▸ **Complete the following**:
• 1. In the blog post about dog rescue in New Orleans, rewrite the paragraph beginning "The dog in the picture above" as a short bulleted list that keeps its main facts.
• 2. Quote the blog post about dog rescue in New Orleans word for word, starting at "Friday, June 18, 2010" and ending at "all the losses.".
• 3. Extend the blog post about dog rescue in New Orleans, picking up after its final sentence.

** Text follows **

Friday, June 18, 2010

Why we Need Your Help... and what you can do

This picture pretty much explains why my work is so hard.

As a law clerk at the Orleans Public Defenders Office this summer, I go to work every day feeling like I'm marching off to the battlefield, to wage war on everything that's wrong with the criminal justice system here in New Orleans.

When I come home, I start my other unpaid, full-time, soul-crushing job: running Dogs of the 9th Ward as we head into Rescue Year 2. It's very similar really: every day it's Me vs. The World, and every day I fight the battle, and sometimes I win, but mostly it's a draw -- at best.

It's strikingly similar. In both capacities -- and both are my passion -- I put everything into what I do, but the chips are stacked against us. The problem I'm fighting is just so huge, it seems like every small victory is overshadowed by all the losses.

Rescue in New Orleans is not like rescue anywhere else. At least, not like rescue anywhere else in America. This isn't America; this is a hot, sweaty, poor town down on its luck, but alive -- very alive. And that's what makes it wonderful. Second lines, kids practicing trumpets for band in the streets, parades for any reason or no reason, crawfish boils -- these are the things that make New Orleans better than any other place in the world.

But the there's the other side. To quote our former (and infamous) mayor C-Ray, pardon my French America, but I am pissed.

The dog in the picture above is -- or was -- a black and white pit bull with a pink harness. She died on Claiborne Ave. near Elysian Fields in the 7th Ward/Treme Area. I assume she was hit by a car. I saw her some four, five weeks ago. I called Sanitation to pick her up. They told me to call Animal Control with the LA-SPCA. Called them -- they never called back. I emailed the CEO of the SPCA and asked her to please get me the contact info for who I should contact.... nothing. I called sanitation again. Still nothing.

Meanwhile, her body decayed in the 80+ degree heat. The heat and the humidity break tissue down so fast. Someone -- some compassionate person -- put a towel over her dead, decaying body. Not that that stopped the flies.

When I finally went to take this picture almost one week ago, this girl had become nothing but a skeleton, and even her bones had started to decompose. Here I was, in the middle of an urban area, underneath an on-ramp to the Interstate 10. And I felt like I was on some paleontological expedition: you're not supposed to find skeletons in the middle of the city.

The worst part? This girl has tags on.

This dog was someone's friend and family member. They probably don't know what happened.

If I was braver, I'd get her tags off her and call them. But I'm not.

** End of Text **
** Excerpted records follows **

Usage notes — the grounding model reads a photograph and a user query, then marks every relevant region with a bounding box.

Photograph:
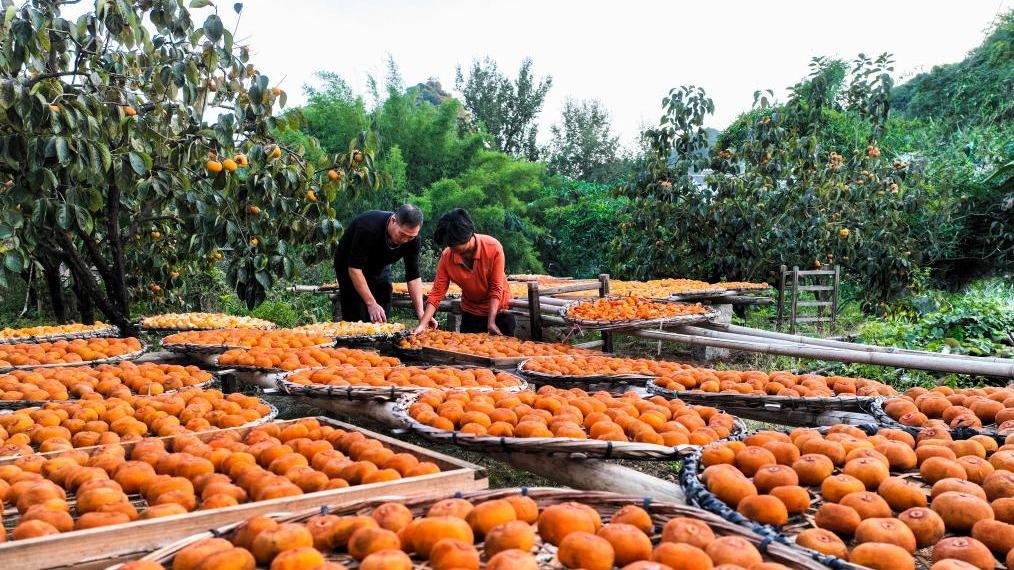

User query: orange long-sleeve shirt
[427,233,510,316]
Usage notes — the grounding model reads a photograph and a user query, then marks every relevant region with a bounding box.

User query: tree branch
[24,71,87,89]
[75,224,113,287]
[49,231,130,327]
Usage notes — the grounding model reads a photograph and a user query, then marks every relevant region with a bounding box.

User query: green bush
[531,177,627,278]
[420,151,546,273]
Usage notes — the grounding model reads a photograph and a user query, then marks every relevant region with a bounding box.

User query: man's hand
[366,303,387,323]
[412,318,439,335]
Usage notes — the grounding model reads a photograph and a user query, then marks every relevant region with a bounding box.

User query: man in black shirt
[335,204,424,323]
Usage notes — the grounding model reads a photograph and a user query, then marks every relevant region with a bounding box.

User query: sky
[209,0,1012,144]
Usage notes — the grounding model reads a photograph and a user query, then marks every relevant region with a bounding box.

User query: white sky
[211,0,1010,143]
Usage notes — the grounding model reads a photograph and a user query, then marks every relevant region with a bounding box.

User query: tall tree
[454,58,553,160]
[0,0,379,331]
[547,98,619,182]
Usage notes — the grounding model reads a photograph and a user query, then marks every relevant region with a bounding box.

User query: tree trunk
[38,256,69,325]
[74,278,95,325]
[50,234,140,336]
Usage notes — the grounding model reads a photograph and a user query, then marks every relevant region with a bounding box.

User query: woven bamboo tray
[391,394,746,460]
[138,324,279,335]
[867,398,1012,436]
[0,325,120,345]
[335,331,412,348]
[560,299,718,331]
[394,345,530,368]
[275,366,528,402]
[0,370,220,410]
[0,417,489,570]
[666,289,732,301]
[645,379,875,427]
[679,424,1001,570]
[517,356,654,386]
[162,342,335,354]
[0,343,148,373]
[118,487,826,570]
[0,399,279,458]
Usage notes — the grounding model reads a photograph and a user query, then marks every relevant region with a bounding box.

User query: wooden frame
[0,417,489,570]
[775,265,841,335]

** End of Excerpted records **

▸ **Expected responses**:
• 1.
- The dog was a black and white pit bull with a pink harness.
- She died on Claiborne Ave. near Elysian Fields in the 7th Ward/Treme area, probably hit by a car.
- The writer saw her about four or five weeks earlier and called Sanitation, which said to call Animal Control with the LA-SPCA.
- Animal Control never called back.
- The writer emailed the SPCA's CEO asking for the right contact and got no reply.
- A second call to Sanitation also brought no result.

• 2.
Friday, June 18, 2010

Why we Need Your Help... and what you can do

This picture pretty much explains why my work is so hard.

As a law clerk at the Orleans Public Defenders Office this summer, I go to work every day feeling like I'm marching off to the battlefield, to wage war on everything that's wrong with the criminal justice system here in New Orleans.

When I come home, I start my other unpaid, full-time, soul-crushing job: running Dogs of the 9th Ward as we head into Rescue Year 2. It's very similar really: every day it's Me vs. The World, and every day I fight the battle, and sometimes I win, but mostly it's a draw -- at best.

It's strikingly similar. In both capacities -- and both are my passion -- I put everything into what I do, but the chips are stacked against us. The problem I'm fighting is just so huge, it seems like every small victory is overshadowed by all the losses.

• 3.
My point is this: until the people in this city realize that they count -- they're worth something, and people should care about them -- the problems we have will persist. This is truly the City that Care Forgot, and the people of New Orleans consider themselves the People that Care Forgot.

And maybe it did forget, but it's about fucking time that someone woke its ass up and reminded it.

The situation we have here -- not just in the 9th Ward, but in many areas -- its unique. We have dead, decaying dogs on major streets. We have packs of three, five, ten -- sometimes more -- feral dogs living in terror of humans, while those people are equally terrified of them. Imagine this: imagine living in Uptown New Orleans, or in New York, or California, or Minnesota, or wherever you live, and imagine that a pack of large dogs, most missing hair, injured perhaps, take up residence under your house. You can hear them knocking into gas and water pipes under your house. Your kids go out into the yard, and sometimes the dogs are there, terrified, and your kids are terrified of them.

Then one day the have puppies. All night you listen to puppies barking and crying under your house. You call the LA-SPCA Animal Control -- that's the only Animal Control we have here in New Orleans -- and report the problem. They come. They look. They say, "It's impossible." And they leave you with your feral pack.

Most of those puppies won't even reach adulthood. They will die of starvation, dehydration, trauma, disease. Maybe they'll freeze if it's winter; maybe they'll overheat if it's summer. They might die under your house. Imagine having puppy corpses decaying under your house.

Best case scenario, most of the pups will live, and they will eventually leave your house and move on, move under some other house, or maybe into the interior of a vacant, gutted building. They will grow up terrified of you, and you of them.

This is not a situation that should exist in urban America.

Fuck Katrina. That was 5 years ago, and it's not an excuse.

The pictures below are all dogs who have not been rescued. They probably never will be. They will live out miserable lives on the streets, having litter after litter, and then dying.

We have so far to go before we get to where we want to be -- where we need to be. All of these dogs are dying a death far, far worse than euthanasia. The SPCA uses a humane lethal injection -- no gas chambers (though we have em in rural areas!), no heartstick. These dogs are living miserable lives and dying miserable deaths.

The 56 dogs we've rescued are the lucky ones. For each of them, hundreds more in the 9th Ward alone are dying. Across the metro area, I won't even make a guess at how many homeless, dying dogs there are.

Without more support from locals and others alike, we will always lose this war.

There are many things you can do to help, no matter where you live!
  • If you live in New Orleans, contact City Council reps and tell them we need more and better Animal Control.
  • Foster a dog from New Orleans! Yes, you can even foster if you are long-distance! We are starting dog transport and foster programs in other areas. Foster space is our single greatest need. We pay all expenses, you provide loving, stable, happy homes.
  • Feed a dog! For the price of a couple lattes or one Domino's Pizza, you can feed a dog for a month. Donating $15 per month feeds one large dog.
  • Vaccinate a dog! $30 completely vaccinates one dog -- Rabies, 3 rounds of boosters, plus kennel cough (bordatella).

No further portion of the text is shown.